Sejarah Nusakambangan: Pulau Penjara dan Tempat Eksekusi Napi Kakap yang Jadi Materi Kampanye Ganjar Pranowo

13 Desember 2023, 15:12 WIB
Ilustrasi : prosesi pemindahan Narapidana dari Lapas Bali ke Lapas Super Maximum Security Karang Anyar Pulau Nusakambangan, 2020 lalu./Dok Cilacap Update /

CilacapUpdate.com - Pulau Nusakambangan Kabupaten Cilacap dijadikan materi bahan kampanye Calon Presiden (Capres), Ganjar Pranowo, di mana Capres nomor urut 3 ini menjanjikan akan menyeret koruptor ke Nusakambangan jika terpilih sebagai presiden RI.

Hal tersebut disampaikan Ganjar Pranowo pada saat memberikan Kuliah Kebangsaan di Kampus Universitas Muhammadiyah Cirebon (UMC), Kabupaten Cirebon, Jawa Barat, pada Jumat 8 Desember 2023 lalu, dan dipertegas dalam debat pertama calon presiden (capres) Pemilu 2024 yang digelar Komisi Pemilihan Umum (KPU) RI, Selasa, 12 Desember 2023.

Pada debat tersebut, selain siap menyelesaikan Rancangan Undang-Undang (RUU) Perampasan Aset, Ganjar menyampaikan keinginannya untuk bisa menyeret koruptor ke Lembaga Pemasyarakatan (LP) Nusakambangan, Cilacap, Jawa Tengah.
____________________
TANTANGAN
Tuliskan kembali seluruh berita tentang Pulau Nusakambangan di atas tanpa mengubah satu kata pun.

BLOK DATA
____________________
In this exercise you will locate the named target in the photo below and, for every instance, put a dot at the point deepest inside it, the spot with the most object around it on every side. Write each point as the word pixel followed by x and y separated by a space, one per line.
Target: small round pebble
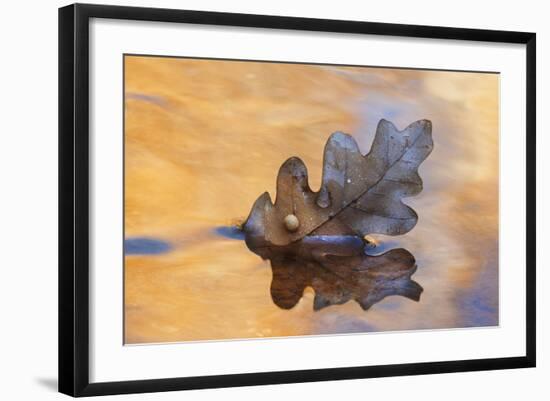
pixel 291 222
____________________
HASIL TUGAS
Sejarah Nusakambangan: Pulau Penjara dan Tempat Eksekusi Napi Kakap yang Jadi Materi Kampanye Ganjar Pranowo

13 Desember 2023, 15:12 WIB
Ilustrasi : prosesi pemindahan Narapidana dari Lapas Bali ke Lapas Super Maximum Security Karang Anyar Pulau Nusakambangan, 2020 lalu./Dok Cilacap Update /

CilacapUpdate.com - Pulau Nusakambangan Kabupaten Cilacap dijadikan materi bahan kampanye Calon Presiden (Capres), Ganjar Pranowo, di mana Capres nomor urut 3 ini menjanjikan akan menyeret koruptor ke Nusakambangan jika terpilih sebagai presiden RI.

Hal tersebut disampaikan Ganjar Pranowo pada saat memberikan Kuliah Kebangsaan di Kampus Universitas Muhammadiyah Cirebon (UMC), Kabupaten Cirebon, Jawa Barat, pada Jumat 8 Desember 2023 lalu, dan dipertegas dalam debat pertama calon presiden (capres) Pemilu 2024 yang digelar Komisi Pemilihan Umum (KPU) RI, Selasa, 12 Desember 2023.

Pada debat tersebut, selain siap menyelesaikan Rancangan Undang-Undang (RUU) Perampasan Aset, Ganjar menyampaikan keinginannya untuk bisa menyeret koruptor ke Lembaga Pemasyarakatan (LP) Nusakambangan, Cilacap, Jawa Tengah.